[Text shown]
A First Bite of Gross Bagels: Coming Soon to Tivoli
Aiming for an October opening, co-owner Andy Gross assures the bagels are “hot and crusty. Not gross.”
Aiming for an October opening, co-owner Andy Gross assures the bagels are “hot and crusty. Not gross.”
(Editor’s Note: Gross Bagels owners Andy and Jake Gross are close personal friends of mine. Am I rooting for their success? Of course! But when it comes to my journalistic responsibility to make ethical and truthful bagel recommendations, I swear to deliver a 100 percent honest review. And, honestly, Gross Bagels’ bagels rule.)
It’s one of the most often discussed regional food topics: Where can you get some real deal New York City-style bagels? You know that neighborhood Jewish deli-style bagels with a shatteringly crisp crust and a firm-but-yielding chewy interior, with a smear of cream cheese, egg and cheese, maybe a pile of whitefish salad, Lox, pastrami, or just a little butter. This fall, on Route 9G in Tivoli, Gross Bagels aims to deliver just that.

[Extracted data]
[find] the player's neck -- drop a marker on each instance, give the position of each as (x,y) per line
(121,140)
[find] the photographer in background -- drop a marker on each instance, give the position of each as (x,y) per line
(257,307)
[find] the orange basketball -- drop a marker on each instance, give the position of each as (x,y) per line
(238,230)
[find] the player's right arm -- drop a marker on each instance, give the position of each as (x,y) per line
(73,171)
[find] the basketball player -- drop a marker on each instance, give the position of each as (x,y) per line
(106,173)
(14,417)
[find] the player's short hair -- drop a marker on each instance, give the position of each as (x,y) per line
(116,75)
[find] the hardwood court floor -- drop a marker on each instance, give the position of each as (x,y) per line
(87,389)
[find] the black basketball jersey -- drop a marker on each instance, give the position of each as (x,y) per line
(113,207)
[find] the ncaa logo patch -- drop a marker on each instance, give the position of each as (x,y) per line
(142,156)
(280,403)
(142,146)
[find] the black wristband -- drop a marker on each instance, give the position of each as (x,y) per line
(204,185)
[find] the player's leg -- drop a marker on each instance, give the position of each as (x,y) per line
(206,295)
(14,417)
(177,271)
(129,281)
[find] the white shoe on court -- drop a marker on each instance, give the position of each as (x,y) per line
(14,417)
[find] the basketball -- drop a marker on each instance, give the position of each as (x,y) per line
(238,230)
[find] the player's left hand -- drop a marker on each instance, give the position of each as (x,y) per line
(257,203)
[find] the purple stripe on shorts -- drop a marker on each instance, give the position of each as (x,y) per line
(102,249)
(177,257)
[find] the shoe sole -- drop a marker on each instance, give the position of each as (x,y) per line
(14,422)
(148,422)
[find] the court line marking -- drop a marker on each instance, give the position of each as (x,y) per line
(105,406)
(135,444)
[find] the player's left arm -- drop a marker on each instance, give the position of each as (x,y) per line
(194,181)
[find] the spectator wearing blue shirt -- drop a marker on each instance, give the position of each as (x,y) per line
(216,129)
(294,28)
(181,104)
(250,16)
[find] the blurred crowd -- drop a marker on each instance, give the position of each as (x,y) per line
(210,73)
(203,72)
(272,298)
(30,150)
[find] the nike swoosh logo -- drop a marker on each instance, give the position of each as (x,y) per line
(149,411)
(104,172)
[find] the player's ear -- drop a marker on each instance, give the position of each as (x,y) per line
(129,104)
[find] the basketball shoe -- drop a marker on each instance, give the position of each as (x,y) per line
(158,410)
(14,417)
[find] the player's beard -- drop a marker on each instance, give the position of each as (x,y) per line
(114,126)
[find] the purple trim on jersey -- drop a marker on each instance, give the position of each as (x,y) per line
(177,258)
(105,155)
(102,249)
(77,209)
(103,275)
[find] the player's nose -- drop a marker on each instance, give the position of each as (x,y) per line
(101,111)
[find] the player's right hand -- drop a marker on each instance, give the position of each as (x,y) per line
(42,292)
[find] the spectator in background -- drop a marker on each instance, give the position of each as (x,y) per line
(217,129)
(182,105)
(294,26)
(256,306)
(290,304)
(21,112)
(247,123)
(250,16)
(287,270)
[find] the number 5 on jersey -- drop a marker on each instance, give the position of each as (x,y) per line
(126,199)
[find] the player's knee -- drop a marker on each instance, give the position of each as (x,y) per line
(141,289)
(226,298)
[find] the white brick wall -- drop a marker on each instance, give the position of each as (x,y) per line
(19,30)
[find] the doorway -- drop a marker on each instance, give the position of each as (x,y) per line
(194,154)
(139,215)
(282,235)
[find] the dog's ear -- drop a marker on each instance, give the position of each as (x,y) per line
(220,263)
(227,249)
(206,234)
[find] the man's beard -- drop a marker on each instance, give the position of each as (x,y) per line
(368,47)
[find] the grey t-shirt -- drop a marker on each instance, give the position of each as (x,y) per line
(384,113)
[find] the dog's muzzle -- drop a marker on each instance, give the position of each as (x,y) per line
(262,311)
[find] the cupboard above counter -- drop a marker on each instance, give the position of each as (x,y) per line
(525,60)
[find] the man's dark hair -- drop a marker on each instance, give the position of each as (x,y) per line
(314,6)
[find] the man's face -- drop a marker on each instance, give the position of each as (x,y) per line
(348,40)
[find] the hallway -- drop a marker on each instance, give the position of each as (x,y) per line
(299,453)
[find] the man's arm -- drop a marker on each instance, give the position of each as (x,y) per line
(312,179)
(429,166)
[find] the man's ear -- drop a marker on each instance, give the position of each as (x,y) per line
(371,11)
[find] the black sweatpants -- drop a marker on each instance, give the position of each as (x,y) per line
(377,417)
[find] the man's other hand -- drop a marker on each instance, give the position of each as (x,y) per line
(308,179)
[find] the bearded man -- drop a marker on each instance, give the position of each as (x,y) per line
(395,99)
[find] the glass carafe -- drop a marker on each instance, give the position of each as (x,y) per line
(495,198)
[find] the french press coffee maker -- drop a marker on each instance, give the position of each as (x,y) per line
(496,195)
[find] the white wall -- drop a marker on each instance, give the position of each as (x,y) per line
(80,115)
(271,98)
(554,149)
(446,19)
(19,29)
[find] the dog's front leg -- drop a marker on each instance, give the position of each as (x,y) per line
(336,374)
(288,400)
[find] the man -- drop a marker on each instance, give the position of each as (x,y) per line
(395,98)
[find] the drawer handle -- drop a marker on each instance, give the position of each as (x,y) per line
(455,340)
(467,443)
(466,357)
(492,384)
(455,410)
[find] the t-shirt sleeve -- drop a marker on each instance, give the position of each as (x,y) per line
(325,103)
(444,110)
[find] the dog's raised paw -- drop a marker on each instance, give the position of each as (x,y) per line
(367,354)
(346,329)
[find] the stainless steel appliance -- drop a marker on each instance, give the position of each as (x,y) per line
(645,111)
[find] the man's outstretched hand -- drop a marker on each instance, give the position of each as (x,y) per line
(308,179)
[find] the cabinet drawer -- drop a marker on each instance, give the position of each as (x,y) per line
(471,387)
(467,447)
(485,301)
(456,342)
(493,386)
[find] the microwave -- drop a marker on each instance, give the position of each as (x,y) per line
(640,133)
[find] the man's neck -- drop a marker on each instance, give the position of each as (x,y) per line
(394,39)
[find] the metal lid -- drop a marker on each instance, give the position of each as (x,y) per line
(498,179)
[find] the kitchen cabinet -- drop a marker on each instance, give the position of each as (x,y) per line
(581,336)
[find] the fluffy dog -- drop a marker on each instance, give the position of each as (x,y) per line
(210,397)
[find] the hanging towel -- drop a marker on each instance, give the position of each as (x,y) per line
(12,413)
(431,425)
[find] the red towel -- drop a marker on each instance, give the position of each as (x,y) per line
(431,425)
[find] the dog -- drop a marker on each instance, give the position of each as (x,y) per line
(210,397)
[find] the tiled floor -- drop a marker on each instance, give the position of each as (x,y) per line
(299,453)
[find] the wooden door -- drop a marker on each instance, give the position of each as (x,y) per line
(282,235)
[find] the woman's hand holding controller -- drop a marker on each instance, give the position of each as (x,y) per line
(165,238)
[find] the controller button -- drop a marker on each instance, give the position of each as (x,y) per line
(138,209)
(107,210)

[Your tasks]
• A. From the bagel article, list every topping that it names for a bagel.
• B. Answer these questions using the bagel article:
(i) On which road is Gross Bagels opening?
(ii) Who owns Gross Bagels?
(iii) In which month do the owners aim to open?
• C. Write the next paragraph of the bagel article, continuing from its last sentence.

[Results of the tasks]
• A.
cream cheese
egg and cheese
whitefish salad
Lox
pastrami
butter

• B.
(i) Route 9G in Tivoli
(ii) Andy and Jake Gross
(iii) October

• C.
I managed to sneak into the future home of the bagel shop recently and tried some of the goods myself. While the full renovation of the former Jaeger Haus is just beginning, the bagel recipe is already locked in. And no, they are not gross. Ironically, they are the opposite.
The name is their name (meaning “big” in German). Andy (Aidekman), fell for Jake's last name almost before she fell for Jake. "I asked him if we could call them Gross Bagels when we hadn't even been dating a year," she says. "He pointed out that I didn't have his last name." But she does now, and so does the new family business.

Andy was teethed on frozen bagels in New Jersey and Jake was reared in New York and Los Angeles. Both attended Bard College, though they didn't meet until years later in the city of angels, where Andy worked in set and prop design and Jake was a lighting designer and tour manager.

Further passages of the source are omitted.